» Given exercise A:
In the essay on Black labor organizing in Boston, list every person named directly after the word "following".
» Given exercise B:
Extend the essay on Black labor organizing in Boston, beginning after its final sentence.

» Reading passage:
# # # #

Chain of Power Edition
- Boston Ujima Project
- 15 hours ago
- 12 min read
As Juneteenth marks an incomplete end to slavery—a condition in part describable by the total alienation of Black people from their creative and productive capacities—we take this time post-Juneteenth to celebrate the continued efforts made by Black organizations in Boston to break down the “veiled slavery” of wage labor and to fight for community control of labor and development.
In this edition of the Ujima Press Wire, editorial manager Alula Hunsen takes a look back at the concerted efforts of Black Bostonians to wrest back control of their labor power, lifting up a history first composed in Mel King’s Chain of Change and connecting this history to present action.
Our power remains in our hands.
Much of our most real power lies in what we contribute to the economy by way of our work. Following theorists and practitioners—following Du Bois, following Ella Baker, following Fannie Lou Hamer, following Cedric Robinson–and following countless organizers honored in Jessica Gordon-Nembhard’s Collective Courage, we may recognize that the Black worker’s condition, from slavery until the present day, is characterized in large part through the labor relation. As such, fighting for access to economic opportunity, fighting to control our own labor power, fighting to become economically self-sufficient, and fighting for community control of economic development (possibly fighting, further, for control of the means of spatial reproduction) are paramount strategies for our liberation from material conditions still analogous to the yokes of slavery, colonialism, and wage-slavery.
The organized (or perhaps, bureaucratized) labor movement at-large, in the United States and in Europe has had mixed responses to Black economic demands and struggles, at times supporting Black struggle and at others, in turn, strategically decoupling from brotherhood and solidarity with the Black worker to prioritize and uplift wages for whiteness. This labor movement has, too, struggled to understand and support Black movement towards self-determination; however, historic examples point to support from Communists abroad for numerous strategies (from the Black Belt to the Black Panthers), and—more to the point—there exists a rich history of Black labor organizing to produce the economic power necessary to free us ourselves. Indeed, Black labor organizers were early constituents in the movement toward cooperative business structures owned and operated by members of the Black working class (1).
Much of this local history towards economic self-determination can be found in the pages of Mel King’s Chain of Change: Struggles for Black Community Development (2). This essay lifts up and extends our local histories, and links movement for community control of our economies to the development of a solidarity economy and the movement towards worker self-governance and worker ownership.
Early Economic Organizing
In commonly retold histories of the Civil Rights Era, boycotts were our primary method of economic protest, a tool of choice implemented by the Student Nonviolent Coordinating Committee (SNCC) and the Southern Christian Leadership Conference (SCLC) to desegregate how we consume. Less known from this era are the boycotts and protests against workplace discrimination, boycotts to ensure that Black workers could accrue earnings for themselves amidst post-Great Migration industrial and geographic shifts in work that led to higher Black unemployment in Northern cities. This strategy was employed in Boston in the early 1960s, the height of the traditional Civil Rights Movement, to bring consumer and labor power together, straining revenue and capital flows to force businesses to hire from the more-than-qualified Black working class. The Boston Action Group initiated this action, and was followed by the “STOP–Time To Reconsider” movement, which combined consumer boycotts with work stoppages and picket lines to protest not just discriminatory hiring practices, but also housing and school segregation and police brutality (2).

# # # #

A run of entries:
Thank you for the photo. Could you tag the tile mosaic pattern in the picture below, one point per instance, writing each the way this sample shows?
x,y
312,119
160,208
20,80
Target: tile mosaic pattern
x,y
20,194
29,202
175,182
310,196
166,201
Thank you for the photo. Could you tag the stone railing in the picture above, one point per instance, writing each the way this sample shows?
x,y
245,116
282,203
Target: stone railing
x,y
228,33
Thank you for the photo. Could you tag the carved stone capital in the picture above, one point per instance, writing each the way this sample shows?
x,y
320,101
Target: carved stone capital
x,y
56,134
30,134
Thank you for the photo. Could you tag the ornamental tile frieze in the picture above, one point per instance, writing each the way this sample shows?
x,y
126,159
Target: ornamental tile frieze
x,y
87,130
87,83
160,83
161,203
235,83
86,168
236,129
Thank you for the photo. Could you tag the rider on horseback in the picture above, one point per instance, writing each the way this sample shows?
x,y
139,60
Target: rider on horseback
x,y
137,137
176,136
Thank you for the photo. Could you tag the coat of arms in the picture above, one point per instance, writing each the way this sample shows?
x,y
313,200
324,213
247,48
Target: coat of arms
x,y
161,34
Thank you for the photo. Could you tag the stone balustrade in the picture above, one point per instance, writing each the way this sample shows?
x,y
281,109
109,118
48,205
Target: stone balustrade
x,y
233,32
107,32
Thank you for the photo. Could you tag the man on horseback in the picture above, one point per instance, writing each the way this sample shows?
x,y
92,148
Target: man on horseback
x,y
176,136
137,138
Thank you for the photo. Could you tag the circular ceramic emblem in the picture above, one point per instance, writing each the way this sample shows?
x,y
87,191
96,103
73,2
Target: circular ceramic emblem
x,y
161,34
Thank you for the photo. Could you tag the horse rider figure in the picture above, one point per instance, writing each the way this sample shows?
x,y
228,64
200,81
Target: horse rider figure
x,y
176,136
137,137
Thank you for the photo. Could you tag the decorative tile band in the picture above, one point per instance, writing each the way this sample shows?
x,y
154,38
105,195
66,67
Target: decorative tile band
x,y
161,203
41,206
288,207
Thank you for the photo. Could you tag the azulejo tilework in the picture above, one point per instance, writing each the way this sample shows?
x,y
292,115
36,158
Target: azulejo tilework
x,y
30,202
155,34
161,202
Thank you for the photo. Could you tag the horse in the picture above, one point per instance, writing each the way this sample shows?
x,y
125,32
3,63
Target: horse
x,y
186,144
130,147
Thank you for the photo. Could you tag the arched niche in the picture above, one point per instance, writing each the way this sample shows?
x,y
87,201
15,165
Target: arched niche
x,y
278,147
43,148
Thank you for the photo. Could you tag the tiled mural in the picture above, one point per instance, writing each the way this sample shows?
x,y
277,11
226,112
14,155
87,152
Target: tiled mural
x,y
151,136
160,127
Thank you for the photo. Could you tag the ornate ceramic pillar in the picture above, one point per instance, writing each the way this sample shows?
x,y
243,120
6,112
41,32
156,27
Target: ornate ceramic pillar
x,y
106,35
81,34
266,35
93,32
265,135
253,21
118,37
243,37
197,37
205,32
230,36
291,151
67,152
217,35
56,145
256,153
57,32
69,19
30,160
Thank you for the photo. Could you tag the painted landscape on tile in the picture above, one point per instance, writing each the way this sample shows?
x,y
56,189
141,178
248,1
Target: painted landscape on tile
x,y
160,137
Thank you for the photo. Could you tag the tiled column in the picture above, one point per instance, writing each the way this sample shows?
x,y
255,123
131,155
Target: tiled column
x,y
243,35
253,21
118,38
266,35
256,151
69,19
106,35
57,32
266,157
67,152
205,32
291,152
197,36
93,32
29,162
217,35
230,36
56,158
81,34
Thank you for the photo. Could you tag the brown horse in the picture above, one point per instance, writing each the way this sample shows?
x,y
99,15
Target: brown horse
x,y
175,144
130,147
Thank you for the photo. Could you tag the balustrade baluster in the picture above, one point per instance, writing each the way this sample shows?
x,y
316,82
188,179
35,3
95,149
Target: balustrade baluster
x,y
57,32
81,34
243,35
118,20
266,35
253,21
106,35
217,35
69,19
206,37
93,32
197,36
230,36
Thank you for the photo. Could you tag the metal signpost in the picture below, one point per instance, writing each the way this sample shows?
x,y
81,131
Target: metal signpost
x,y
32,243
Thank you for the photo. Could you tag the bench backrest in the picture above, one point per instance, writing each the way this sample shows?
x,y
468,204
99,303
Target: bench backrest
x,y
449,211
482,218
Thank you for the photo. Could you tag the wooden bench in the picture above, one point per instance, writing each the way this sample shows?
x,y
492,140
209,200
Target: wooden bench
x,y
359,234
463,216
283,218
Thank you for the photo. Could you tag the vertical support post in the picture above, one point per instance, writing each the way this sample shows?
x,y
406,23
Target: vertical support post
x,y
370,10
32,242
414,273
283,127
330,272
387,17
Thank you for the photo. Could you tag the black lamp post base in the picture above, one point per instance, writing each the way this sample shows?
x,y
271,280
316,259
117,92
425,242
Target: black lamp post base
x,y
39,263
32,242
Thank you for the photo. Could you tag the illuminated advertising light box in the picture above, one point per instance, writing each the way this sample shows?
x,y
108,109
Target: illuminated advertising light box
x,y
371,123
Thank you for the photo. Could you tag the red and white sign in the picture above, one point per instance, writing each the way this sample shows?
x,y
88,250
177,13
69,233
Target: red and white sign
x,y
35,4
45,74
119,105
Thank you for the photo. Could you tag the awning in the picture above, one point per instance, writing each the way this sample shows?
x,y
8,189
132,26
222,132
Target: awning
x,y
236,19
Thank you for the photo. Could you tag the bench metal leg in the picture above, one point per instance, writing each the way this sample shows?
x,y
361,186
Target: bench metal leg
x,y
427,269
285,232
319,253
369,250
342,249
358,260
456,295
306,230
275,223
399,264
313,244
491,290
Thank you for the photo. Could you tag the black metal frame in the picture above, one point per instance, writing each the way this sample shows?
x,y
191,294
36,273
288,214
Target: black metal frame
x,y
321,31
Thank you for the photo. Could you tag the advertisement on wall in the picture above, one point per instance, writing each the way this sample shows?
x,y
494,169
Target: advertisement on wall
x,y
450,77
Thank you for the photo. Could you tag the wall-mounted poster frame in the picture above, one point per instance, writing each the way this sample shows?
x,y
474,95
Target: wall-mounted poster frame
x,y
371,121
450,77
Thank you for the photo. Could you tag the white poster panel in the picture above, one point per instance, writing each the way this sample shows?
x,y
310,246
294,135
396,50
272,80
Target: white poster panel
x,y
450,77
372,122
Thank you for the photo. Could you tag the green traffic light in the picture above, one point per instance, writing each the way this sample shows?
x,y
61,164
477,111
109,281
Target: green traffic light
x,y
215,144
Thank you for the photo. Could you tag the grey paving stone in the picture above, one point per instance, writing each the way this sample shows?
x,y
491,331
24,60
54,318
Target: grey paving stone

# # # #

» Task response A:
Du Bois; Ella Baker; Fannie Lou Hamer; Cedric Robinson

» Task response B:
From this strategy blossomed many more; first, from the consumer strike bloomed the labor strike.
Labor, Solidarity, and Development: The United Community Construction Workers
As Black communities continued to develop consciousness and organizing capacity around the power of our consumptive dollars throughout the middle of the 20th century, we have maintained a critical awareness of the power of our labor—the very labor that produced not only monetary wealth, but the built environment that shapes wealth, consumption, leisure, life.
Large urban renewal projects coming online in the late 1960s in Roxbury and the South End, downstream of a national push towards redevelopment and suburbanization in the postwar era (and forecasting a future push toward what we now know as gentrification), represented such a point of contention: these projects were planned to reshape largely Black and multicultural areas, and should have provided increased opportunities for Black employment in the construction trades,drawing especially from the labor pools within the neighborhoods themselves. However, these construction and rehabilitation projects would often refuse to hire, or would fire, Black workers who were typically not unionized, and were often the last hired and/or first fired on a job site.

In response, Black laborers who had been fired from a construction project in Roxbury in 1968 organized themselves after meeting and planning at Freedom House, and got themselves rehired by mobilizing and picketing the Grove Hall offices of the Boston Urban Renewal Program in the southeast corner of Roxbury. Calling themselves the United Community Construction Workers, led by Leo Fletcher and founded in part by founding Ujima member and luminary Chuck Turner in 1968, they became the first Black construction trade union in Boston to bring Black workers onto construction sites and to negotiate fair pay.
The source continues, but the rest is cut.